┌─ EXERCISE DATA

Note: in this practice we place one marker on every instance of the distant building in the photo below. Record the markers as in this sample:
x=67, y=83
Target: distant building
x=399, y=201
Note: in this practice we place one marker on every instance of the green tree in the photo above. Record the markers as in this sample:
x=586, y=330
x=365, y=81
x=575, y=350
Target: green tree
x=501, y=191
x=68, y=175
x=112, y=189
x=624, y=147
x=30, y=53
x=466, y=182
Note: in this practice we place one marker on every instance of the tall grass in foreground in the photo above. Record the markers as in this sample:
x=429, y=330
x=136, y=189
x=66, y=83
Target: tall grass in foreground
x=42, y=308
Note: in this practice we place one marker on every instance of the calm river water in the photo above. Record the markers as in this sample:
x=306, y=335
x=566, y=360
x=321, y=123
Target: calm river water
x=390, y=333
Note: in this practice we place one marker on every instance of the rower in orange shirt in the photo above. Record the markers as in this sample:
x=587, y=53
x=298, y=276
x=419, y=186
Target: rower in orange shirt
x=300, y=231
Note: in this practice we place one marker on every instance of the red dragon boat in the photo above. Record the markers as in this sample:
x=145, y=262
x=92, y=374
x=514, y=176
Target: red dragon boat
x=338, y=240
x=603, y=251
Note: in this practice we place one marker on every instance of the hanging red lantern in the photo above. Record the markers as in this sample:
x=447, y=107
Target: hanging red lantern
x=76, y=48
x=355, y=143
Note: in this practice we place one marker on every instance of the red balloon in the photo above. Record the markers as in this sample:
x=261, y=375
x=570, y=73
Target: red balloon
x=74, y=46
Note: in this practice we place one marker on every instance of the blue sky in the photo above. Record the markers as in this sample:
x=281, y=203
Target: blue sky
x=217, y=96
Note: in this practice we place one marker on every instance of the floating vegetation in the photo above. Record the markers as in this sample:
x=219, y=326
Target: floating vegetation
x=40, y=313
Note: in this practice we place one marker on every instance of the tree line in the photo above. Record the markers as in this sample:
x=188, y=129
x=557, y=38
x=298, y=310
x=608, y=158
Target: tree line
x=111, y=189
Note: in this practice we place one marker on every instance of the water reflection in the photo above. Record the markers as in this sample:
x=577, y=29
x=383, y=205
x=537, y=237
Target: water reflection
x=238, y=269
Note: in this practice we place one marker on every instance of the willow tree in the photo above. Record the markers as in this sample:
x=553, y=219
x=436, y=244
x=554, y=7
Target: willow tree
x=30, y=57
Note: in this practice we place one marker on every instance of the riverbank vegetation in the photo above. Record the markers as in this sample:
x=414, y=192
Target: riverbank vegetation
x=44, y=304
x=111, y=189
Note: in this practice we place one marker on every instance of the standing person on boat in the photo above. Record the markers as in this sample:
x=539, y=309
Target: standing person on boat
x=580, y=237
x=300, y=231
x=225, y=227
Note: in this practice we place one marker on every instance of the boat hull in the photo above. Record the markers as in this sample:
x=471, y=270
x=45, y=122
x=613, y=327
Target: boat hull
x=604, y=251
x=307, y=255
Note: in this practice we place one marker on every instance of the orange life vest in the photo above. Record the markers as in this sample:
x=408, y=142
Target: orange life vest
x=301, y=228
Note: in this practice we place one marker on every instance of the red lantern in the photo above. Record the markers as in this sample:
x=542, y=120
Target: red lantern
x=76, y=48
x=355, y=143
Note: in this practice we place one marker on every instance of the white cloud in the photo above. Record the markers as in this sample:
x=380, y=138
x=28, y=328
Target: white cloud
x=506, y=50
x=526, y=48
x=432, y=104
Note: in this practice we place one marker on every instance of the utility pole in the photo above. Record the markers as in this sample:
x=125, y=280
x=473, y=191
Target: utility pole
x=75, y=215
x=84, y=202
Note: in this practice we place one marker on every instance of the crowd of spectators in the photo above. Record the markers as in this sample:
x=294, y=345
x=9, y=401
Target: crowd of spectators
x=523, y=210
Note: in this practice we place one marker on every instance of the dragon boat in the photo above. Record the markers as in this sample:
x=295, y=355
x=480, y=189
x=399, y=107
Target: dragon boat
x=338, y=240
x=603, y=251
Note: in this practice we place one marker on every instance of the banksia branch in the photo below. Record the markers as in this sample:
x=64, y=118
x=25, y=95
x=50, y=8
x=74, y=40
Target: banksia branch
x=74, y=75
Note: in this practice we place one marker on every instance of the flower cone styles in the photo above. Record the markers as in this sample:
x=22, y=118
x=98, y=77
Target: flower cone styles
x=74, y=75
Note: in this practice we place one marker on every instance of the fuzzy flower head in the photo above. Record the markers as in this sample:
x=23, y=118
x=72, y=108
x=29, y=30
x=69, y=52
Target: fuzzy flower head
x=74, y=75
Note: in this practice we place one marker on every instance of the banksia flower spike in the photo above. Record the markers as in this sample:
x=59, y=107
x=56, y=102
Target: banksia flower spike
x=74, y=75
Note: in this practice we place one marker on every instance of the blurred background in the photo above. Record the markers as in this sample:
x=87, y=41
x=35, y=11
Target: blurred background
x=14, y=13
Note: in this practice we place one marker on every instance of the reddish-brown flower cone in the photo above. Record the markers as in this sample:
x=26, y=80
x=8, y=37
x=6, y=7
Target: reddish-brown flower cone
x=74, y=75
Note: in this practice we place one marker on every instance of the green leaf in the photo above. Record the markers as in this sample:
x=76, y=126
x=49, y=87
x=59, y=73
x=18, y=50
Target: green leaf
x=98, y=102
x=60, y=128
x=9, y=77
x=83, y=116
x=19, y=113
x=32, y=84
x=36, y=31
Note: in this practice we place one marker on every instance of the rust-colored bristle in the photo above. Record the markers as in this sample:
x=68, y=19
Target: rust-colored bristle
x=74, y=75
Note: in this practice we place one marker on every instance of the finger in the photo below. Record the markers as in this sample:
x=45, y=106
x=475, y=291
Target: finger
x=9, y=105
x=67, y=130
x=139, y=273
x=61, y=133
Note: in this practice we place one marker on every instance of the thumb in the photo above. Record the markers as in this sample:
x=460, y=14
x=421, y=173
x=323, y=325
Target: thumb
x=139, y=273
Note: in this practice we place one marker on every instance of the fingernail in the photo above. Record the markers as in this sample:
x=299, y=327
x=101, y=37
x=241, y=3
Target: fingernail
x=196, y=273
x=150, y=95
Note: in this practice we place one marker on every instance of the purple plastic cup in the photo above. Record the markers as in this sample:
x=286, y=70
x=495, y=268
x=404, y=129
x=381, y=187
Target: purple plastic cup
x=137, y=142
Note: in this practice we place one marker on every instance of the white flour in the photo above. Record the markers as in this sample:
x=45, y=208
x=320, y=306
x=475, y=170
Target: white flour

└─

AIM OF THE TASK
Rewrite every line of the entries above as a Markdown table with the columns "No." and "Entry line", numbering each row in order and omitting blank lines.

FINISHED ANSWER
| No. | Entry line |
|---|---|
| 1 | Note: in this practice we place one marker on every instance of the distant building in the photo below. Record the markers as in this sample: |
| 2 | x=67, y=83 |
| 3 | Target: distant building |
| 4 | x=399, y=201 |
| 5 | Note: in this practice we place one marker on every instance of the green tree in the photo above. Record the markers as in this sample: |
| 6 | x=586, y=330 |
| 7 | x=365, y=81 |
| 8 | x=575, y=350 |
| 9 | Target: green tree |
| 10 | x=501, y=191 |
| 11 | x=68, y=175 |
| 12 | x=112, y=189 |
| 13 | x=624, y=147 |
| 14 | x=30, y=53 |
| 15 | x=466, y=182 |
| 16 | Note: in this practice we place one marker on every instance of the tall grass in foreground in the photo above. Record the markers as in this sample: |
| 17 | x=429, y=330 |
| 18 | x=136, y=189 |
| 19 | x=66, y=83 |
| 20 | Target: tall grass in foreground |
| 21 | x=42, y=308 |
| 22 | Note: in this practice we place one marker on every instance of the calm river water in the photo above. Record the markers as in this sample: |
| 23 | x=306, y=335 |
| 24 | x=566, y=360 |
| 25 | x=321, y=123 |
| 26 | Target: calm river water |
| 27 | x=390, y=333 |
| 28 | Note: in this practice we place one marker on every instance of the rower in orange shirt in the photo above. Record the markers as in this sample: |
| 29 | x=587, y=53 |
| 30 | x=298, y=276 |
| 31 | x=419, y=186 |
| 32 | Target: rower in orange shirt |
| 33 | x=300, y=231 |
| 34 | Note: in this practice we place one marker on every instance of the red dragon boat in the photo above. Record the markers as in this sample: |
| 35 | x=145, y=262 |
| 36 | x=92, y=374 |
| 37 | x=514, y=176 |
| 38 | Target: red dragon boat |
| 39 | x=338, y=240 |
| 40 | x=603, y=251 |
| 41 | Note: in this practice we place one marker on every instance of the hanging red lantern in the photo above. Record the markers as in this sample: |
| 42 | x=447, y=107 |
| 43 | Target: hanging red lantern |
| 44 | x=76, y=48 |
| 45 | x=355, y=143 |
| 46 | Note: in this practice we place one marker on every instance of the red balloon in the photo above. Record the markers as in this sample: |
| 47 | x=261, y=375 |
| 48 | x=570, y=73 |
| 49 | Target: red balloon |
| 50 | x=74, y=46 |
| 51 | Note: in this practice we place one marker on every instance of the blue sky in the photo above. Record the markers as in this sample: |
| 52 | x=281, y=203 |
| 53 | Target: blue sky |
| 54 | x=217, y=96 |
| 55 | Note: in this practice we place one marker on every instance of the floating vegetation in the photo above. Record the markers as in this sample: |
| 56 | x=219, y=326 |
| 57 | Target: floating vegetation |
| 58 | x=40, y=313 |
| 59 | Note: in this practice we place one marker on every instance of the tree line in the photo above. Record the markers as in this sample: |
| 60 | x=188, y=129 |
| 61 | x=557, y=38 |
| 62 | x=298, y=310 |
| 63 | x=608, y=158 |
| 64 | Target: tree line |
| 65 | x=111, y=189 |
| 66 | Note: in this practice we place one marker on every instance of the water reflection in the photo above. Record the markers as in this sample: |
| 67 | x=577, y=29 |
| 68 | x=383, y=205 |
| 69 | x=537, y=237 |
| 70 | Target: water reflection |
| 71 | x=238, y=269 |
| 72 | Note: in this practice we place one marker on every instance of the willow tree in the photo above. Record the markers as in this sample: |
| 73 | x=553, y=219 |
| 74 | x=436, y=244 |
| 75 | x=554, y=7 |
| 76 | Target: willow tree |
| 77 | x=30, y=57 |
| 78 | Note: in this practice we place one marker on every instance of the riverbank vegetation in the photo above. Record the markers as in this sample: |
| 79 | x=414, y=192 |
| 80 | Target: riverbank vegetation |
| 81 | x=44, y=304 |
| 82 | x=111, y=189 |
| 83 | Note: in this practice we place one marker on every instance of the standing person on boat in the photo above. Record the markers as in this sample: |
| 84 | x=539, y=309 |
| 85 | Target: standing person on boat |
| 86 | x=580, y=237 |
| 87 | x=300, y=231 |
| 88 | x=225, y=227 |
| 89 | Note: in this practice we place one marker on every instance of the boat hull in the photo above. Record the markers as in this sample: |
| 90 | x=471, y=270 |
| 91 | x=45, y=122 |
| 92 | x=613, y=327 |
| 93 | Target: boat hull |
| 94 | x=604, y=251 |
| 95 | x=307, y=255 |
| 96 | Note: in this practice we place one marker on every instance of the orange life vest in the photo above. Record the markers as in this sample: |
| 97 | x=408, y=142 |
| 98 | Target: orange life vest |
| 99 | x=301, y=228 |
| 100 | Note: in this practice we place one marker on every instance of the red lantern in the photo above. Record the markers as in this sample: |
| 101 | x=542, y=120 |
| 102 | Target: red lantern |
| 103 | x=76, y=48 |
| 104 | x=355, y=143 |
| 105 | Note: in this practice we place one marker on every instance of the white cloud in the photo above. Record the markers as in this sample: |
| 106 | x=380, y=138 |
| 107 | x=28, y=328 |
| 108 | Target: white cloud |
| 109 | x=506, y=50 |
| 110 | x=526, y=48 |
| 111 | x=432, y=104 |
| 112 | Note: in this practice we place one marker on every instance of the utility pole in the photo above. Record the markers as in this sample: |
| 113 | x=125, y=280 |
| 114 | x=473, y=191 |
| 115 | Target: utility pole |
| 116 | x=75, y=215 |
| 117 | x=84, y=202 |
| 118 | Note: in this practice we place one marker on every instance of the crowd of spectators in the photo above. Record the markers as in this sample: |
| 119 | x=294, y=345 |
| 120 | x=9, y=401 |
| 121 | Target: crowd of spectators |
| 122 | x=523, y=210 |
| 123 | Note: in this practice we place one marker on every instance of the dragon boat in the photo above. Record the markers as in this sample: |
| 124 | x=295, y=355 |
| 125 | x=480, y=189 |
| 126 | x=399, y=107 |
| 127 | Target: dragon boat |
| 128 | x=338, y=240 |
| 129 | x=603, y=251 |
| 130 | Note: in this practice we place one marker on every instance of the banksia branch in the photo below. Record the markers as in this sample: |
| 131 | x=64, y=118 |
| 132 | x=25, y=95 |
| 133 | x=50, y=8 |
| 134 | x=74, y=40 |
| 135 | Target: banksia branch |
| 136 | x=74, y=75 |
| 137 | Note: in this practice we place one marker on every instance of the flower cone styles in the photo above. Record the markers as in this sample: |
| 138 | x=22, y=118 |
| 139 | x=98, y=77 |
| 140 | Target: flower cone styles |
| 141 | x=74, y=75 |
| 142 | Note: in this practice we place one marker on every instance of the fuzzy flower head in the photo above. Record the markers as in this sample: |
| 143 | x=23, y=118 |
| 144 | x=72, y=108 |
| 145 | x=29, y=30 |
| 146 | x=69, y=52 |
| 147 | Target: fuzzy flower head |
| 148 | x=74, y=75 |
| 149 | Note: in this practice we place one marker on every instance of the banksia flower spike in the photo above. Record the markers as in this sample: |
| 150 | x=59, y=107 |
| 151 | x=56, y=102 |
| 152 | Target: banksia flower spike |
| 153 | x=74, y=75 |
| 154 | Note: in this practice we place one marker on every instance of the blurred background in the photo above. Record the markers as in this sample: |
| 155 | x=87, y=41 |
| 156 | x=35, y=11 |
| 157 | Target: blurred background |
| 158 | x=14, y=13 |
| 159 | Note: in this practice we place one marker on every instance of the reddish-brown flower cone in the photo above. Record the markers as in this sample: |
| 160 | x=26, y=80 |
| 161 | x=8, y=37 |
| 162 | x=6, y=7 |
| 163 | Target: reddish-brown flower cone |
| 164 | x=74, y=75 |
| 165 | Note: in this practice we place one marker on every instance of the green leaf in the photo above. Record the markers as in this sample: |
| 166 | x=76, y=126 |
| 167 | x=49, y=87 |
| 168 | x=59, y=73 |
| 169 | x=18, y=50 |
| 170 | Target: green leaf |
| 171 | x=98, y=102 |
| 172 | x=60, y=128 |
| 173 | x=9, y=77 |
| 174 | x=83, y=116 |
| 175 | x=19, y=113 |
| 176 | x=32, y=84 |
| 177 | x=36, y=31 |
| 178 | Note: in this practice we place one marker on every instance of the rust-colored bristle in the photo above. Record the markers as in this sample: |
| 179 | x=68, y=19 |
| 180 | Target: rust-colored bristle |
| 181 | x=74, y=75 |
| 182 | Note: in this practice we place one marker on every instance of the finger in the photo below. Record the markers as in this sample: |
| 183 | x=45, y=106 |
| 184 | x=475, y=291 |
| 185 | Target: finger |
| 186 | x=9, y=105 |
| 187 | x=67, y=130 |
| 188 | x=139, y=273 |
| 189 | x=61, y=133 |
| 190 | Note: in this practice we place one marker on every instance of the thumb in the photo above. Record the markers as in this sample: |
| 191 | x=460, y=14 |
| 192 | x=421, y=173 |
| 193 | x=323, y=325 |
| 194 | Target: thumb |
| 195 | x=139, y=273 |
| 196 | Note: in this practice we place one marker on every instance of the fingernail in the photo above. Record the markers as in this sample: |
| 197 | x=299, y=327 |
| 198 | x=101, y=37 |
| 199 | x=241, y=3 |
| 200 | Target: fingernail |
| 201 | x=196, y=273 |
| 202 | x=150, y=95 |
| 203 | Note: in this practice we place one marker on every instance of the purple plastic cup in the photo above. Record the markers as in this sample: |
| 204 | x=286, y=70 |
| 205 | x=495, y=268 |
| 206 | x=404, y=129 |
| 207 | x=381, y=187 |
| 208 | Target: purple plastic cup |
| 209 | x=137, y=142 |
| 210 | Note: in this practice we place one marker on every instance of the white flour in the photo above. Record the markers as in this sample: |
| 211 | x=45, y=208 |
| 212 | x=320, y=306 |
| 213 | x=475, y=170 |
| 214 | Target: white flour |